■ **Problema da risolvere**:
Per favore, ricopia per intero e senza alcuna modifica il brano sull'arte di annunciare il Vangelo.

■ **Brano selezionato**:
__________________________________________________

L’arte di annunciare

Già Paolo VI nella Evangelii Nuntiandi scriveva che «rivelare Gesù Cristo e il suo Vangelo è il compito fondamentale» affidato alla Chiesa dal suo Fondatore. L’evangelizzazione, perciò, è il compito prioritario delle nostre comunità parrocchiali; sta alla base di tutto e ha il primato su tutto. Nel passato l’annuncio è stato interpretato come modalità di espansione della comunità dei credenti, con l’aggregazione di nuovi battezzati e il conseguente allargamento della sfera di influenza sulla società attraverso la formazione delle loro coscienze. L’annuncio è chiamato a svilupparsi in termini diversi.

La comunità inizia con l’evangelizzare se stessa. Essa ha bisogno di ascoltare di continuo ciò che deve credere, per essere sempre pronta “a rendere ragione della speranza” che la abita. Ha sempre bisogno di essere evangelizzata se vuole conservare la freschezza del dono ricevuto.

La comunità poi, depositaria della buona novella che deve annunciare, conserva l’insegnamento del Signore e degli Apostoli come un deposito vivente e prezioso, ne sviluppa le conseguenze esistenziali, ne testimonia la forza trasformatrice della società.

Tutti i membri della Chiesa, e non solo i presbiteri e i consacrati, sono chiamati (vocazione) e mandati (missione) per essere annunciatori del Vangelo, abilitati dai sacramenti dell’iniziazione cristiana e dai doni dello Spirito Santo.

__________________________________________________

■ **Dati registrati**:
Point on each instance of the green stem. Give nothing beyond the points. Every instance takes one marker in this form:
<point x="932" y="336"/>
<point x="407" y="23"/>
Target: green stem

__________________________________________________

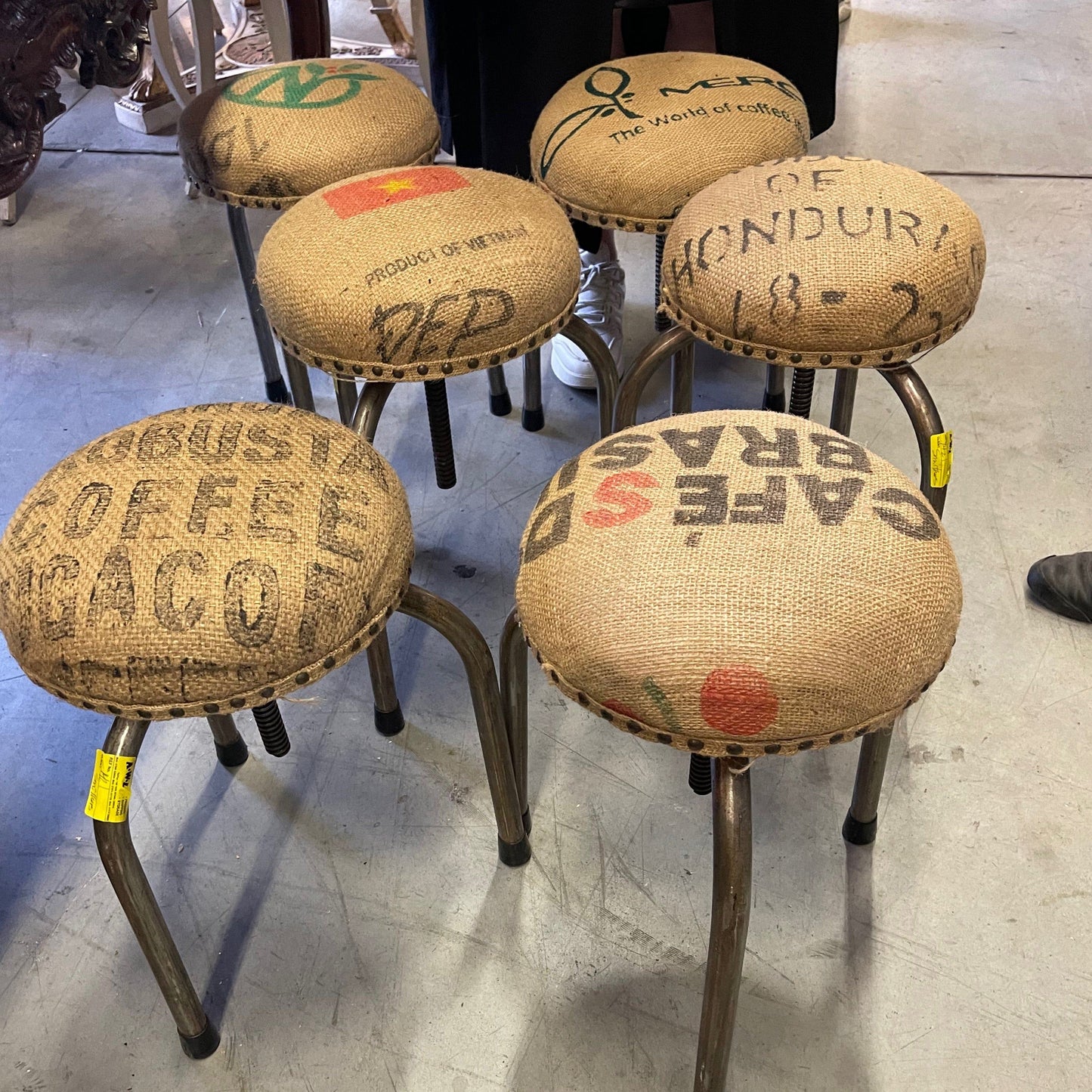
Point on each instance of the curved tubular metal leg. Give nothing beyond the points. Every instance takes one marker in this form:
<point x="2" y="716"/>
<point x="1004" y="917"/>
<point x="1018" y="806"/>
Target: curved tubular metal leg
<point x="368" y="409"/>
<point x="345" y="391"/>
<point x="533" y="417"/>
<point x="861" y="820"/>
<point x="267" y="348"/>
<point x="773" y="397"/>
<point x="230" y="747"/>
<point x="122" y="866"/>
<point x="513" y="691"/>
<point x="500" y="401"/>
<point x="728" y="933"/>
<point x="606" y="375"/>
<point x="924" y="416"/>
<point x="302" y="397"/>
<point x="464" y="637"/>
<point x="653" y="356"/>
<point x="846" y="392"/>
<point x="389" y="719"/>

__________________________________________________

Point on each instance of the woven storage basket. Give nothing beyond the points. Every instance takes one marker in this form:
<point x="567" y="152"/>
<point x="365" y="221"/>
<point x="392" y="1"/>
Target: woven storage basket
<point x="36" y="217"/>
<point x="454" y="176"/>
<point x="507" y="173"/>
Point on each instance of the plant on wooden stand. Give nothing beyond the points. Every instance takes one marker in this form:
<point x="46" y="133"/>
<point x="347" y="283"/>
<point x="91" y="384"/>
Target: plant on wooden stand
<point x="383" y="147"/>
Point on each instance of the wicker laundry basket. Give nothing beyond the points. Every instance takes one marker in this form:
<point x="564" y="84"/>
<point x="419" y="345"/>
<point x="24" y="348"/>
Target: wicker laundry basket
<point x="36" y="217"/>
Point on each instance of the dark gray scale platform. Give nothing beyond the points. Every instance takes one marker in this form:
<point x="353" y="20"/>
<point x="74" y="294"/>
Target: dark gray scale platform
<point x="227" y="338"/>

__________________________________________________

■ **Soluzione proposta**:
L’arte di annunciare

Già Paolo VI nella Evangelii Nuntiandi scriveva che «rivelare Gesù Cristo e il suo Vangelo è il compito fondamentale» affidato alla Chiesa dal suo Fondatore. L’evangelizzazione, perciò, è il compito prioritario delle nostre comunità parrocchiali; sta alla base di tutto e ha il primato su tutto. Nel passato l’annuncio è stato interpretato come modalità di espansione della comunità dei credenti, con l’aggregazione di nuovi battezzati e il conseguente allargamento della sfera di influenza sulla società attraverso la formazione delle loro coscienze. L’annuncio è chiamato a svilupparsi in termini diversi.

La comunità inizia con l’evangelizzare se stessa. Essa ha bisogno di ascoltare di continuo ciò che deve credere, per essere sempre pronta “a rendere ragione della speranza” che la abita. Ha sempre bisogno di essere evangelizzata se vuole conservare la freschezza del dono ricevuto.

La comunità poi, depositaria della buona novella che deve annunciare, conserva l’insegnamento del Signore e degli Apostoli come un deposito vivente e prezioso, ne sviluppa le conseguenze esistenziali, ne testimonia la forza trasformatrice della società.

Tutti i membri della Chiesa, e non solo i presbiteri e i consacrati, sono chiamati (vocazione) e mandati (missione) per essere annunciatori del Vangelo, abilitati dai sacramenti dell’iniziazione cristiana e dai doni dello Spirito Santo.